Task:
Give back, character for character, the line that includes "Query: driver's hand" and all lines beneath it in the data.

Point localization data
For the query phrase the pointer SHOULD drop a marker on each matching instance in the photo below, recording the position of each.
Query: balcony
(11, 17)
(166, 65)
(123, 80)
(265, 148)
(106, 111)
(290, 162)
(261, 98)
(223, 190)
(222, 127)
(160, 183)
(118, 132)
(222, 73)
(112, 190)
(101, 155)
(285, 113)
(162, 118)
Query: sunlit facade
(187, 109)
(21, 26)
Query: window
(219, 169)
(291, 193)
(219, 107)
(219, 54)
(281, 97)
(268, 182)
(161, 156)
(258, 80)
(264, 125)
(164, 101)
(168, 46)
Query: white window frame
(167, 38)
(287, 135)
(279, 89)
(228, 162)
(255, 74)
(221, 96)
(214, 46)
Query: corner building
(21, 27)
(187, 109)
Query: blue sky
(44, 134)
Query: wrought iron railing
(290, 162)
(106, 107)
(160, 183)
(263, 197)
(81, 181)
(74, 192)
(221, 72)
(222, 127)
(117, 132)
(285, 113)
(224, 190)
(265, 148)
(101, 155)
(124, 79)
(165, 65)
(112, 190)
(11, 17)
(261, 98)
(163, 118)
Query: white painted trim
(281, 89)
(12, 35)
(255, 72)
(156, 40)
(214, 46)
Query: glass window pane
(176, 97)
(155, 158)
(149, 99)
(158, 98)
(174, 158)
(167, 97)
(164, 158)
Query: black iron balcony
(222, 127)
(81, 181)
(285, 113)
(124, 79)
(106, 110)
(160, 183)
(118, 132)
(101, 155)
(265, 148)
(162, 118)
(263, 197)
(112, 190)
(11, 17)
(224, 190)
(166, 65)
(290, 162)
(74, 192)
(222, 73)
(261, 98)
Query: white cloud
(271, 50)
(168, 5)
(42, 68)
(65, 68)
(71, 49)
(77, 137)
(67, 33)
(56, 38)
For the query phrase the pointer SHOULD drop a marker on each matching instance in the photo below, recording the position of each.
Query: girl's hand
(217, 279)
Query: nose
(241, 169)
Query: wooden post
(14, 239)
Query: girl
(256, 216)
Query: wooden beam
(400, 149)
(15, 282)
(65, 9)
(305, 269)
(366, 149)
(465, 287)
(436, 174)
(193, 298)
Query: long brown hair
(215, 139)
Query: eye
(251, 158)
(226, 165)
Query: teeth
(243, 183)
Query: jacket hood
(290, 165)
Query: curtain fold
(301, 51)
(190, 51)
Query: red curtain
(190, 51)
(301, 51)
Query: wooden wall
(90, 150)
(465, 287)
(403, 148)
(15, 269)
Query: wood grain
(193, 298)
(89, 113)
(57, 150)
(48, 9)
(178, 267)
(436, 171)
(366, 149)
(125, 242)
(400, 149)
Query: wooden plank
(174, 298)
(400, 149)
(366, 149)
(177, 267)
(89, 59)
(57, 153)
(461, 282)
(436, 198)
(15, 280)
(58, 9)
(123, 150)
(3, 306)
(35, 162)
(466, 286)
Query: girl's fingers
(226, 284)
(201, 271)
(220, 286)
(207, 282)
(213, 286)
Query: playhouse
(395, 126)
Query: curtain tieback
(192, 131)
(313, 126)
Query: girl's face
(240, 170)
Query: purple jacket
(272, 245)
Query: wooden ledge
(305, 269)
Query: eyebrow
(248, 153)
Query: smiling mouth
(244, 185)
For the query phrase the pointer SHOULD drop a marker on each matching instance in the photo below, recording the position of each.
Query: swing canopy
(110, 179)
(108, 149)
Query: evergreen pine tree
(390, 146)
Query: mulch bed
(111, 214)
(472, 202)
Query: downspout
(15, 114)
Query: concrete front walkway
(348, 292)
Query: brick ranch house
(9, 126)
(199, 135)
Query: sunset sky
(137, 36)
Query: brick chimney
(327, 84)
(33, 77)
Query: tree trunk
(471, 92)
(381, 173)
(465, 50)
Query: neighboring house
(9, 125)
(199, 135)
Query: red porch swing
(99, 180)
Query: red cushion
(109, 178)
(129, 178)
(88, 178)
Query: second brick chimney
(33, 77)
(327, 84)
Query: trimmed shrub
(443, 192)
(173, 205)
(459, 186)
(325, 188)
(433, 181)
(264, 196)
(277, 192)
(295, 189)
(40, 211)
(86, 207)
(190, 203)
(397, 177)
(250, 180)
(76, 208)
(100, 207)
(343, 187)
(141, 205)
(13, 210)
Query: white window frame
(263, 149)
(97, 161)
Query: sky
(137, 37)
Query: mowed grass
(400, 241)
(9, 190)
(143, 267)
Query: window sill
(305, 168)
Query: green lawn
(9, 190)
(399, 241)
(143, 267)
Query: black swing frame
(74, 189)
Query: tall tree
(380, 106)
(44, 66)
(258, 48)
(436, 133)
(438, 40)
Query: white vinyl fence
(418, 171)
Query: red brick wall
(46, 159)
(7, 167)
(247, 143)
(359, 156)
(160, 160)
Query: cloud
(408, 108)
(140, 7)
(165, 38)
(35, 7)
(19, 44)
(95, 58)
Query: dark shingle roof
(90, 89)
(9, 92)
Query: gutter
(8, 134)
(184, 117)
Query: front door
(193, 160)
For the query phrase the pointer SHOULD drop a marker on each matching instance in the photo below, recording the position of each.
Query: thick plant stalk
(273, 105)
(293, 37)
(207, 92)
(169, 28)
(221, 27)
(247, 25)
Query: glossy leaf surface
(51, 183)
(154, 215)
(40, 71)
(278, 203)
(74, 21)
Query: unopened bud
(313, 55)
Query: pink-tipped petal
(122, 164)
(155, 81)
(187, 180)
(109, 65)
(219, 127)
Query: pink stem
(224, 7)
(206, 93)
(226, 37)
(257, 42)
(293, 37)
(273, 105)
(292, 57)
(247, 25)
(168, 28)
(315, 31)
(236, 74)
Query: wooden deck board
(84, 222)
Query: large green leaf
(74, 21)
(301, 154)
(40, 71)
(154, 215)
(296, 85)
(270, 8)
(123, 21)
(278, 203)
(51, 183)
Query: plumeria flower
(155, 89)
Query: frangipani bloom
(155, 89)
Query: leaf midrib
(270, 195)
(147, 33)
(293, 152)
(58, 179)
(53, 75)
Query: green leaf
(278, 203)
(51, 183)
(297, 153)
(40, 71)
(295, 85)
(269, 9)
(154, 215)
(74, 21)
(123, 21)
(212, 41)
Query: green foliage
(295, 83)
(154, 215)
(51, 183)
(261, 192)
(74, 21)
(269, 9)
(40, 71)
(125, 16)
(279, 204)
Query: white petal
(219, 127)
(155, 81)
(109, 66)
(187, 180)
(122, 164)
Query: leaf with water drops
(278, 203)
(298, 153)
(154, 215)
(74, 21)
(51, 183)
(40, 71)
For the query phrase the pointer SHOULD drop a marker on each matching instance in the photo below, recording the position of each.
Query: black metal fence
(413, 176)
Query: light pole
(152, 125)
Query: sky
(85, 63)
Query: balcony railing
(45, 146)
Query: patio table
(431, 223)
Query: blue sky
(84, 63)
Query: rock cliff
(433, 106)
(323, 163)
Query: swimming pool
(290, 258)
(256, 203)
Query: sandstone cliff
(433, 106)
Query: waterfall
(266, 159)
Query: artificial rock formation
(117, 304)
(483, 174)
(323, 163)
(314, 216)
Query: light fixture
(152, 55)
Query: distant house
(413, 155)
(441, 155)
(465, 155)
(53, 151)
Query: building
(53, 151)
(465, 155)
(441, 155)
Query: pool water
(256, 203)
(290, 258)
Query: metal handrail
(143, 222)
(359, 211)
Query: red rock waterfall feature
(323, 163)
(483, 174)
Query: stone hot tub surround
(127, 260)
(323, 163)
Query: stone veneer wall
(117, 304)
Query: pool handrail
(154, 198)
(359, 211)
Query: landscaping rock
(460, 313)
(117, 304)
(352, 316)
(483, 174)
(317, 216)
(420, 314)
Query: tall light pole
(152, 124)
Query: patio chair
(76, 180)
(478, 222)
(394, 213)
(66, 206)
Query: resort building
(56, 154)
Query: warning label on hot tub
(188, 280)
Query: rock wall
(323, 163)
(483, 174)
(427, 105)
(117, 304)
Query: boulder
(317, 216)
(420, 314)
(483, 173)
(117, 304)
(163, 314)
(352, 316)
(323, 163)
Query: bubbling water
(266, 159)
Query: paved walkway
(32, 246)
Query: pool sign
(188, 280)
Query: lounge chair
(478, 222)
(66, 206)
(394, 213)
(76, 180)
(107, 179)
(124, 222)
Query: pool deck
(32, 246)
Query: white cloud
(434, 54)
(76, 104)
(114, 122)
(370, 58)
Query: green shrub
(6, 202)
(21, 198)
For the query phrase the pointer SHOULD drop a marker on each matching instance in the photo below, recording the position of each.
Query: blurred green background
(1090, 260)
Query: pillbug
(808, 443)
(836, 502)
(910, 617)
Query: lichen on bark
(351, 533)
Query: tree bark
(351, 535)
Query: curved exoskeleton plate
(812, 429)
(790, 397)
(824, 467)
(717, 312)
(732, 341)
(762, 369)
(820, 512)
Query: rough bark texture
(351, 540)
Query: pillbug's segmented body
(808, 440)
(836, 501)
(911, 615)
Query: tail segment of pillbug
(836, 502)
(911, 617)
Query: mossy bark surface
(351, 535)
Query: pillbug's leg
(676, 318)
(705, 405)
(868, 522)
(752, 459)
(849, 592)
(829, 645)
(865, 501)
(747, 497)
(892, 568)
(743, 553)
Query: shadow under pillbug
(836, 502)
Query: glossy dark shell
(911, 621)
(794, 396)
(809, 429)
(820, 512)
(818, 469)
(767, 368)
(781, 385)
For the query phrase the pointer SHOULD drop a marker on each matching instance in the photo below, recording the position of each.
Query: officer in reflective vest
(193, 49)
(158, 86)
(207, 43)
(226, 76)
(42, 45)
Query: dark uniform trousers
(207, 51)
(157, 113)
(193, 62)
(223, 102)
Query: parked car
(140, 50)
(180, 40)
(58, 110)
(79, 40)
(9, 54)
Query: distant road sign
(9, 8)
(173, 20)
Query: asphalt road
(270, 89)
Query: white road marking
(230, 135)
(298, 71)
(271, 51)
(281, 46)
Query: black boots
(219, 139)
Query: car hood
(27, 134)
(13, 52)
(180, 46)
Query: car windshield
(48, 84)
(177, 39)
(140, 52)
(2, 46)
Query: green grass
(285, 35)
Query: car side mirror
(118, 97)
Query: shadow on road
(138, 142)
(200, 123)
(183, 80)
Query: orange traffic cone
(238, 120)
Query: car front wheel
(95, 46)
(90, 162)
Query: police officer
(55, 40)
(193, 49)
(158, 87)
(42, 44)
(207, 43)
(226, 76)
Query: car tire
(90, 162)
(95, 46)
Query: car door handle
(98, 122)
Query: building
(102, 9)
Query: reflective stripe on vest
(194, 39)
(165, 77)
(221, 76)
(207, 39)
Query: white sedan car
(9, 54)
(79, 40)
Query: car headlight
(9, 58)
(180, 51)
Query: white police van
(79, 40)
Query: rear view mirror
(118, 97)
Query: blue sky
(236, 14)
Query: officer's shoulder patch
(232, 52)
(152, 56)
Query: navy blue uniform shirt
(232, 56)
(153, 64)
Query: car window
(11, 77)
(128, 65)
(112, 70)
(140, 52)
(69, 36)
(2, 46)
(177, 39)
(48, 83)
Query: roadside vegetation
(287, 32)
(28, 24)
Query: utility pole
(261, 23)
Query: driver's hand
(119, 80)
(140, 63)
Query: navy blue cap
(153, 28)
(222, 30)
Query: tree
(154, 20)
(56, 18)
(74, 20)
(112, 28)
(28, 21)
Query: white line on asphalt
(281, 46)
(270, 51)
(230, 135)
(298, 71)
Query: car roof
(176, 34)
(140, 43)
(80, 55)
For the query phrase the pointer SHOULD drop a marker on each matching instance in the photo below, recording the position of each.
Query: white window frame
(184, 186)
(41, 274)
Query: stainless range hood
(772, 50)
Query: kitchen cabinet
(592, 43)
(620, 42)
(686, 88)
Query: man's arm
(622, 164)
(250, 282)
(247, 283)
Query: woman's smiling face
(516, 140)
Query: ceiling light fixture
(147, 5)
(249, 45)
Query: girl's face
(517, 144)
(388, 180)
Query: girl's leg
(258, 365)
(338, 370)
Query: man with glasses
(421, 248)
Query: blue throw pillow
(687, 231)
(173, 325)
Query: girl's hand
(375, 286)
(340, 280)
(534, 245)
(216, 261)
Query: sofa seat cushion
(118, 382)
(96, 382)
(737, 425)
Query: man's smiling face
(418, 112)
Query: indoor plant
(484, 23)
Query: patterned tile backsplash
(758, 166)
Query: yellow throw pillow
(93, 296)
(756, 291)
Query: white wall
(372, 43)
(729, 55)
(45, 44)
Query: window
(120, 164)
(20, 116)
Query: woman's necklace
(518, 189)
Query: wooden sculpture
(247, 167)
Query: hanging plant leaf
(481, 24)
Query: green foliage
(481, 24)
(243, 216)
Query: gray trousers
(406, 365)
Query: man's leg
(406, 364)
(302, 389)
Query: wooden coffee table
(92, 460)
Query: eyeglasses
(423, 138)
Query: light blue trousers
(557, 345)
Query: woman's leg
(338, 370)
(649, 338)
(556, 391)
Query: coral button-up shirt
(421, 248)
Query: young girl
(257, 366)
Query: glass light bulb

Response:
Query: driver's hand
(119, 80)
(140, 63)
Query: navy blue cap
(153, 28)
(222, 30)
Query: tree
(154, 20)
(56, 18)
(74, 20)
(112, 28)
(28, 21)
Query: white line on asphalt
(281, 46)
(270, 51)
(230, 135)
(298, 71)
Query: car roof
(176, 34)
(140, 43)
(80, 55)
For the query phrase the pointer SHOULD drop a marker on each matching instance in the photo below, recording the position of each.
Query: white window frame
(184, 186)
(41, 274)
Query: stainless range hood
(772, 50)
Query: kitchen cabinet
(592, 43)
(620, 42)
(686, 88)
Query: man's arm
(622, 164)
(250, 282)
(247, 283)
Query: woman's smiling face
(516, 140)
Query: ceiling light fixture
(147, 5)
(249, 45)
Query: girl's face
(517, 144)
(388, 180)
Query: girl's leg
(258, 365)
(338, 370)
Query: man with glasses
(421, 248)
Query: blue throw pillow
(687, 231)
(173, 325)
Query: girl's hand
(375, 286)
(340, 280)
(534, 245)
(216, 261)
Query: sofa seat cushion
(118, 382)
(96, 382)
(737, 425)
Query: man's smiling face
(418, 112)
Query: indoor plant
(484, 23)
Query: patterned tile backsplash
(758, 166)
Query: yellow throw pillow
(93, 296)
(756, 291)
Query: white wall
(372, 43)
(729, 55)
(45, 44)
Query: window
(120, 164)
(20, 116)
Query: woman's necklace
(518, 189)
Query: wooden sculpture
(247, 167)
Query: hanging plant leaf
(481, 24)
Query: green foliage
(481, 24)
(243, 216)
Query: gray trousers
(406, 365)
Query: man's leg
(406, 364)
(302, 389)
Query: wooden coffee table
(92, 460)
Query: eyeglasses
(423, 138)
Query: light blue trousers
(557, 345)
Query: woman's leg
(338, 370)
(649, 338)
(556, 391)
Query: coral button-up shirt
(421, 248)
Query: young girl
(257, 366)
Query: glass light bulb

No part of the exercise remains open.